* BEGIN DOCUMENT SEGMENT *

Below old rig wish to keep as it is:
 Chasis / SMPS = Micro ATX - Mini Tower Case, I ball, Pride model 
•Transcend Hard Drive= 250 GB SATA
•Optical Drive= 20x SATA 
•DVD Writer - LG 
•Output= 19" Wide Screen LCD - Viewsonic 
•Audio =Creative 5.1 Ch. SBS 560/580 wish to keep as it is

 8. When are you planning to buy the system?

 Ans: now. wish to grab festive price on FK, SD, Amazon or Ebay.

 9. Have you ever built a desktop before or will this be done by an assembler?

 Ans: Through Assembler only. No exposure on computer part even. So confused on possible threatening may be done by assembler during assembly. No idea how to avoid this?!!

 10. Where do you live? Are you buying locally? Are you open to buying stuff from online shops if you don't get locally?

 Ans: Jamnagar, Gujarat. Both option-offline & online ok with me.

 11. Anything else which you would like to say?

 Ans: Wondering if I can reuse old PSU as well cabinet as on tight budget and can spare more bucks for powerful processor, board & graphic card.


----------



## quicky008 (Oct 9, 2014)

pentium g 2030:Rs 3500

Gigabyte h61m-s1 mobo:Rs 3200

4 GB DDR3 Ram (Corsair)-Rs 2700 approx

Zotac GT 740 gpu:Rs 7400

or 

Zotac gt 620 :Rs 3500

Corsair CX 500 psu :Rs 3500

Reusing the old psu is not recommended.You can gain around 2-3k by selling off your old pc components if they are in good working condition.


----------



## matrixx (Oct 9, 2014)

quicky008 said:


> pentium g 2030:Rs 3500
> 
> Gigabyte h61m-s1 mobo:Rs 3200
> 
> ...


thanks. He give buyback offer -Rs.800 for Motherboard(crashed) and old Intel processor(working). PSU not asked yet.

- - - Updated - - -



quicky008 said:


> Zotac GT 740 gpu:Rs 7400
> or
> Zotac gt 620 :Rs 3500
> 
> Corsair CX 500 psu :Rs 3500


 Also advised for GT730 1GB DDR5 (4800rs) and Antec VP 450P (2500rs). How it is comparing with Zotac option?


----------



## quicky008 (Oct 9, 2014)

I suggest sticking with zotac as they provide 5 years warranty on their gpus,unlike other brands like asus,gigabyte etc.Gt730 is a good entry level gpu and will suffice for all the games you've mentioned,provided you run them at medium settings and lower resolutions-you can go for it if your budget permits.Also Antec vp 450p is a good alternative to corsair cx500.


----------



## adityak469 (Oct 9, 2014)

Lolwut?

No need to go with GT740/GT620. GT 740 seems overpriced and GT620 is for multimedia needs, not for gaming. Get GTX 750 ~7k on the upcoming sale. Go with Antec VP 450p, you won't require anything more than that. You can keep all other components from quicky008's config.


----------



## quicky008 (Oct 9, 2014)

Gtx 750 retailed for Rs 10000 approx the last time i checked-however if its price does decrease to 7k during the upcoming diwali sales period then the op should go for it by all means-its far better than gt 730/620.

* END DOCUMENT SEGMENT *
* BEGIN MATERIAL *

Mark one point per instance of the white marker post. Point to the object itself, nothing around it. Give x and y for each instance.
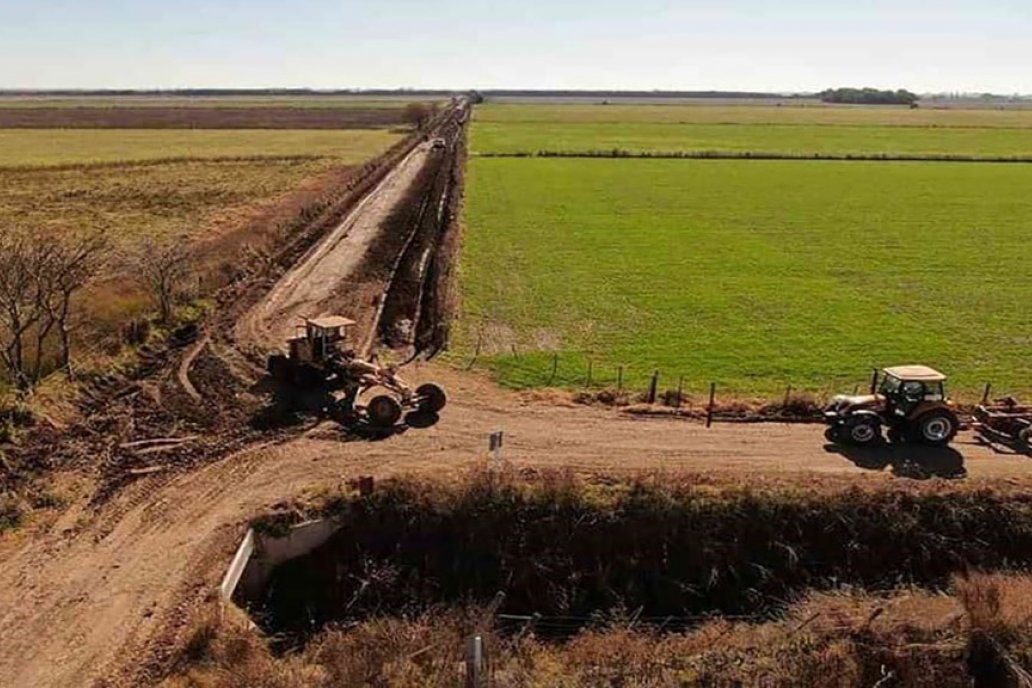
(495, 446)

* END MATERIAL *

Write the next part of the forum thread about the budget PC build, starting after its last post.

EXPECTED ANSWER:
----------



## matrixx (Oct 10, 2014)

quicky008 said:


> pentium g 2030:Rs 3500
> 
> Gigabyte h61m-s1 mobo:Rs 3200
> 
> 4 GB DDR3 Ram (Corsair)-Rs 2700 approx



Freezed above. Total cost= Rs.9400/- *--- [A]*


adityak469 said:


> Get GTX 750 ~7k on the upcoming sale. Go with Antec VP 450p, you won't require anything more than that. You can keep all other components from quicky008's config.


Great.

(1) GT-750 ~ 7k + Antec VP450p~2.5k = Rs.9500/- + [A] = Rs.18,900/- On higher budget 
(2) GT-730 ~ 5k + Antec VP450p~2.5k = Rs.7500/- + [A] = Rs.16,900/- Reachable option!
(3) GT-730 ~ 5k + old PSU = Rs.5000/- + [A] = Rs.14,400/- 
(4) GT-750 ~ 7k + old psu = Rs.7000/- + [A] = Rs.16,400/-

Which one of above I should finalize?

Local technician says old psu having 350W power can pump up. If not, then we can go for new PSU (antec option)

Edit :- R7240 1GB DDR5 is close competitor to GT-730 1gbDDR5. I like both. Which is most suitable considering above rig and my requirement?


----------



## adityak469 (Oct 10, 2014)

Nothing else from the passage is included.